• **Page extract**
--

The German doing the benefit/cost analysis of his enormously expensive electricity would (or should) recoil with horror and anger at the environmental benefit his expensive electricity fetched. France in 2011 generated 537.3 billion kWh (see Electricity Information 2013, page 451 of the PDF). Only 51.8 billion kWh was generated with combustible fuels; the overwhelming bulk of French power in 2011—421.1 billion kWh—came out of nuclear plants.
This means the CO2 intensity per kilowatt-hour (CIPK) of French electricity in 2011 was around 70 grams (that is my estimate). Yes, 70 measly grams. How does that compare with Germany’s 540 grams? Do the arithmetic and you see that French electricity was 7.5 times cleaner than German.
So, the German doing his benefit/cost analysis of his country’s full-bore embrace of “green” energy would find that this was the upshot:
German electricity in 2011 was 7.5 times dirtier than French, and more than twice as expensive.
He could be forgiven for wondering exactly why he was being forced to shell out so much money for electricity that is so environmentally destructive.
How would he feel, hearing David Cameron say that the catastrophic Philippines typhoon was caused by global warming, which the IPCC has linked with high confidence to man-made CO2 emissions, like those billowing out of German gas- and coal-fired power plants?
If this gets out, I would not want to be a German politician who had forced “green” energy onto the country, on the false promise that “green” means clean. Green is not clean. It is horrendously and embarrassingly dirty, and expensive. Germans are paying hard-earned money needlessly so their government can pretend it is green. And, according to David Cameron, thousands of human beings in the Philippines are paying with their lives.
When I divide 540 by 70, I get 7.8-something, not 8.5.
you are right, it’s 7.5 not 8.5. I made the mistake of comparing Germany’s total electricity-related CO2 emissions in 2011 (~325 million tons) with France’s (~38 million) instead of comparing CIPK with CIPK.
Thanks
So looking at my bill and doing a direct comparison to Ontario residential rates, would I include debt retirement charges? Reg charges? Delivery and G.A. ? What about Clean Energy Ben.?
I would imagine it’s based on an “all in” approach. Take the total kWh on your bill, divide by the total charge over the same period, compare that with the OECD figure.
At least I hope it’s based on “all in.” I shudder to think of what a German’s power bill is if only the electricity costs are 33 cents and the other charges are on top of that.
“would I include debt retirement charges? Reg charges? Delivery and G.A. ? What about Clean Energy Ben.?”
Definitely all-in, *including* HST. In Europe everything is quoted tax-in.
What number do you come up with? I’m burning 13 kWh/day now (going down as we speak as I deploy my new Cree light bulbs) and seem to be paying around 14.4 cents pre-tax – but I haven’t seen a bill in ages.
I’m at about 18 cents per ( I’m in small town Ont) and that’s also pre-tax. The bill’s all wrapped up with water charges as well. So basically Germans are paying double what we are and we’re (Ont) considered high in N America.
That’s right — Germans are paying double the Ontario rate, and what are they getting in return? Their power is five times as dirty as ours! They dumped 325 million tons of CO2 into the air in 2011 from power generation. So much for all that wind, solar, and conservation.
Their power is five times as dirty as ours because wind/solar can’t possibly meet the demand of a modern power system running a modern economy, and conservation has no effect on people’s demand for power.

--

• **Prompt A**
From the piece on German and French electricity, translate into Spanish: "German electricity in 2011 was 7.5 times dirtier than French, and more than twice as expensive."

• **Dataset extract**

--

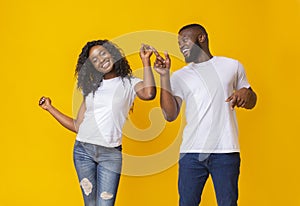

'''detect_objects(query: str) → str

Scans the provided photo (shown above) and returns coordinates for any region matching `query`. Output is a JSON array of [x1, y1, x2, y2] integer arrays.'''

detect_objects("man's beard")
[[185, 41, 203, 63]]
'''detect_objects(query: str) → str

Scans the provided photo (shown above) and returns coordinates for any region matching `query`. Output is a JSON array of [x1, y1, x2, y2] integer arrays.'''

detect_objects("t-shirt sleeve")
[[170, 74, 184, 99], [235, 62, 250, 90]]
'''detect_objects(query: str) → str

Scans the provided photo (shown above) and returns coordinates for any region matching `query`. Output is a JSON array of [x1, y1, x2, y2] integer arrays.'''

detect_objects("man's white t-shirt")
[[171, 57, 250, 153], [76, 77, 142, 147]]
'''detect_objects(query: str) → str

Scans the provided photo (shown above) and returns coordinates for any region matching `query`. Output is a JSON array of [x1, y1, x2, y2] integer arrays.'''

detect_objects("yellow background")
[[0, 0, 300, 206]]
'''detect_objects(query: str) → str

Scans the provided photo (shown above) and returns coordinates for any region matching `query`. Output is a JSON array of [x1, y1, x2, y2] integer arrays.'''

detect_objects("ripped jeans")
[[73, 141, 122, 206]]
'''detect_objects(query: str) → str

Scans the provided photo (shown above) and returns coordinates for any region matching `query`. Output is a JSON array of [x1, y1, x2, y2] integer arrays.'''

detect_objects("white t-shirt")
[[76, 77, 142, 147], [171, 57, 250, 153]]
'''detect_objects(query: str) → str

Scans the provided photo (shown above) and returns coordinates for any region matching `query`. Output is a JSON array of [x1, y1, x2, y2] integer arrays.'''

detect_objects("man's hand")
[[39, 97, 52, 110], [226, 88, 256, 110], [153, 48, 171, 76]]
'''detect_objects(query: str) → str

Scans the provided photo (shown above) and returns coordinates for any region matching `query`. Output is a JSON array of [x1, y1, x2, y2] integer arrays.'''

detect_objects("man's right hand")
[[153, 48, 171, 76]]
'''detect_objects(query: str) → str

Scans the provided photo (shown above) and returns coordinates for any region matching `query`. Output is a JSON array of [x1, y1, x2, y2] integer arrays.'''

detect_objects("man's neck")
[[194, 52, 213, 63]]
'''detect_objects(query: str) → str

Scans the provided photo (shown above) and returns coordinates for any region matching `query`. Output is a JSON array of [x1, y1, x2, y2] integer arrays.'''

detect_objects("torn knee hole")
[[80, 178, 93, 196], [100, 192, 114, 200]]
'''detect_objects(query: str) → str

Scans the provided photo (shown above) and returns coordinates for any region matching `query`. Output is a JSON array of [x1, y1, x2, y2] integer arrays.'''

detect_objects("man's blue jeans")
[[74, 141, 122, 206], [178, 153, 241, 206]]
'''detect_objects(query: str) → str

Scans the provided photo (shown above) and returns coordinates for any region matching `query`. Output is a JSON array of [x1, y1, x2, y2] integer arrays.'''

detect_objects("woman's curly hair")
[[75, 39, 132, 97]]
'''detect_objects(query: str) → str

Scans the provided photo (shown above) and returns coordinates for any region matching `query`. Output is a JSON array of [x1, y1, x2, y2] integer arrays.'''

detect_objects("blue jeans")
[[74, 141, 122, 206], [178, 153, 241, 206]]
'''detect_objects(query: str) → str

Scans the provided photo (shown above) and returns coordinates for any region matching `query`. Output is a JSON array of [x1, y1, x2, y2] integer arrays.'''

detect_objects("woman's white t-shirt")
[[76, 77, 142, 147]]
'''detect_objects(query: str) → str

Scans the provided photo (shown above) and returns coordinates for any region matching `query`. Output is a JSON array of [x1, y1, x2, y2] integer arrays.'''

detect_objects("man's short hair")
[[178, 24, 207, 36]]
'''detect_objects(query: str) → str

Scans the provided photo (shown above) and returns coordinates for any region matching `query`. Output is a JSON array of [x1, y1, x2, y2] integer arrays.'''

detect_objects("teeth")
[[102, 61, 109, 69]]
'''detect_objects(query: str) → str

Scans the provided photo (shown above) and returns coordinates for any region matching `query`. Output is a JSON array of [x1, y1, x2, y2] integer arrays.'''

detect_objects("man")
[[154, 24, 256, 206]]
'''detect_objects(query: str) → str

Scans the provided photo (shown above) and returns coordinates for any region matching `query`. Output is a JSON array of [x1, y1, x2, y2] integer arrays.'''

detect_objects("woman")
[[39, 40, 156, 206]]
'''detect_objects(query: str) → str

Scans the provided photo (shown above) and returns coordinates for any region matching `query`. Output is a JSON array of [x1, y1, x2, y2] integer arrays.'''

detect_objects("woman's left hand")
[[140, 44, 153, 60]]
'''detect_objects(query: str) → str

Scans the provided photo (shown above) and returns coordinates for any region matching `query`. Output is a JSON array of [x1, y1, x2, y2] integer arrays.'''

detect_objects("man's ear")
[[198, 34, 206, 43]]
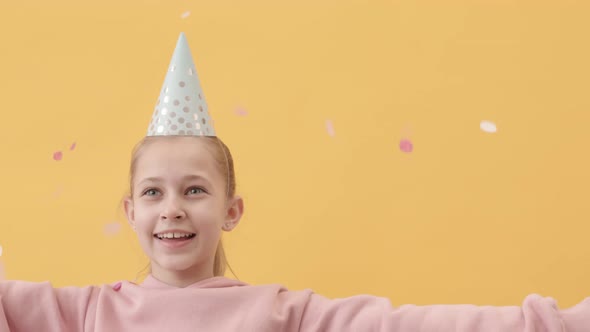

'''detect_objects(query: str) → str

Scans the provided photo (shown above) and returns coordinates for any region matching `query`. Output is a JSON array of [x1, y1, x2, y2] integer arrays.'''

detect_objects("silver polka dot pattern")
[[148, 34, 215, 136]]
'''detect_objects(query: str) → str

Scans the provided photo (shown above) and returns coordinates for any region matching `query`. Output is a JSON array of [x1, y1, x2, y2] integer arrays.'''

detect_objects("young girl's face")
[[125, 137, 241, 277]]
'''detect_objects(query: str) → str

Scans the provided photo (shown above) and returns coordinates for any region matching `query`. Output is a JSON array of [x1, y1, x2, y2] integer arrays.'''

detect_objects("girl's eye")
[[188, 187, 205, 194], [143, 189, 157, 196]]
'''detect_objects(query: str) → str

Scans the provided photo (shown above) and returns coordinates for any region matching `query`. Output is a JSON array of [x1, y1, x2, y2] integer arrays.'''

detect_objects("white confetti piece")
[[326, 120, 336, 137], [236, 107, 248, 116], [479, 121, 498, 133], [399, 138, 414, 153]]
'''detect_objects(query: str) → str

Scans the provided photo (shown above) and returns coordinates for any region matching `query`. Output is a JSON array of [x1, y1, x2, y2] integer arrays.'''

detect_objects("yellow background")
[[0, 0, 590, 307]]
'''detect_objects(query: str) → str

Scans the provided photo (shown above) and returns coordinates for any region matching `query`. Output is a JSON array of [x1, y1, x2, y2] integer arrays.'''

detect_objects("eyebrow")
[[137, 174, 210, 185]]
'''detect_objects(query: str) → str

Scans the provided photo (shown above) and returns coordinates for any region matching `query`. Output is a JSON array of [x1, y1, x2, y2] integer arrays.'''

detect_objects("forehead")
[[135, 137, 218, 183]]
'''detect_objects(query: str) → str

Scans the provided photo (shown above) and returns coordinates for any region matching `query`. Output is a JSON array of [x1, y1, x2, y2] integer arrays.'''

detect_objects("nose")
[[160, 198, 186, 220]]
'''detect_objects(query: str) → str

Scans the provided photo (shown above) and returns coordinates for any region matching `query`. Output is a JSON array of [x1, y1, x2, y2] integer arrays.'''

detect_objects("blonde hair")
[[129, 136, 237, 278]]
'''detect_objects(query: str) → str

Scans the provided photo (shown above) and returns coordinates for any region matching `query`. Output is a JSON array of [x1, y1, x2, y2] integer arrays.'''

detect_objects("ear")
[[123, 196, 135, 231], [222, 196, 244, 232]]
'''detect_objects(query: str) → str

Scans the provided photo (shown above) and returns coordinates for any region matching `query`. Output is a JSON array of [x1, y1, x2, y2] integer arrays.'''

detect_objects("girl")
[[0, 34, 590, 332]]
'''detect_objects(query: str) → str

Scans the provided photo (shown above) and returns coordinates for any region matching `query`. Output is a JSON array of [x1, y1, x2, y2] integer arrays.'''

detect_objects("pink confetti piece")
[[53, 186, 64, 198], [236, 107, 248, 116], [479, 121, 498, 133], [399, 138, 414, 153], [104, 221, 121, 236], [326, 120, 336, 137]]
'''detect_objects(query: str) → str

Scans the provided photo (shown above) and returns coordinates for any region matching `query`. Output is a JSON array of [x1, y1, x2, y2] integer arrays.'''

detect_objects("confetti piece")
[[104, 221, 121, 236], [53, 186, 64, 198], [236, 107, 248, 116], [479, 121, 498, 133], [326, 120, 336, 137], [399, 138, 414, 153]]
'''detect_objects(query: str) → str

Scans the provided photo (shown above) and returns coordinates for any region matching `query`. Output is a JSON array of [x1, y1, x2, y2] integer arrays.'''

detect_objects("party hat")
[[147, 33, 215, 136]]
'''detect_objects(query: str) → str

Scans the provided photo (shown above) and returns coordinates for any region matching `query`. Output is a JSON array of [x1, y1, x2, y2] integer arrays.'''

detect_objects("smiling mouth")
[[154, 233, 197, 241]]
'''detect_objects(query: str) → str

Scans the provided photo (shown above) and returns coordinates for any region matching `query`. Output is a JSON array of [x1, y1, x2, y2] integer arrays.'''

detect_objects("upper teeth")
[[156, 233, 192, 239]]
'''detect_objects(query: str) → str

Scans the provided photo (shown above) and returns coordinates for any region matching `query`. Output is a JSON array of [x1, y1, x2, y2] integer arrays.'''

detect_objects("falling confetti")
[[104, 221, 121, 236], [326, 120, 336, 137], [399, 138, 414, 153], [479, 121, 497, 133], [236, 107, 248, 116], [53, 186, 64, 198]]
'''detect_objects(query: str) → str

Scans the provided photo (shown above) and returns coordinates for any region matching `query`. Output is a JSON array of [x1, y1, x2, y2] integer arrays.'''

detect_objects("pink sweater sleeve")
[[0, 281, 98, 332], [300, 294, 590, 332]]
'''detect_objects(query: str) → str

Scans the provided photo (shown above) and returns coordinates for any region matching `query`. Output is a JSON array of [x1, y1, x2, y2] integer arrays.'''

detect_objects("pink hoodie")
[[0, 276, 590, 332]]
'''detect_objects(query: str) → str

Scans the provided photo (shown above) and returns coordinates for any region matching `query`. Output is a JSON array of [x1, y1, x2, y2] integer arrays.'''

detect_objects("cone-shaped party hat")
[[147, 33, 215, 136]]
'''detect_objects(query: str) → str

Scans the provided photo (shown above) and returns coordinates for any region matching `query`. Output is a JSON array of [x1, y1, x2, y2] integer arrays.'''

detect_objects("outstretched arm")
[[0, 281, 98, 332], [300, 294, 590, 332]]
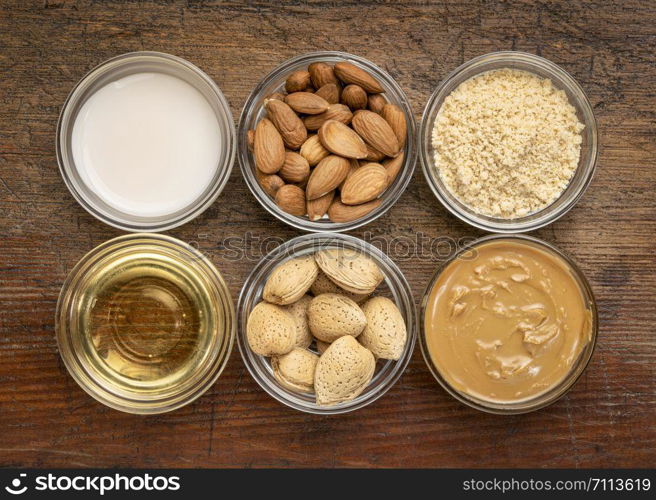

--

• **Prompt B**
Edit the listing from its very beginning down through the line containing "[[185, 41, 203, 63]]". Swap "query" for "target", keep everything else the same, and omit the pictures.

• **Expected answer A**
La electricidad alemana en 2011 era 7,5 veces más sucia que la francesa, y más del doble de cara.

• **Expected answer B**
'''detect_objects(target: str) → str

Scans the provided photo (shown above) and returns coordinates for any region matching `target`. Output is a JSON array of [x1, y1, x2, y2] integer arrays.'''

detect_objects("man's beard")
[[185, 41, 203, 63]]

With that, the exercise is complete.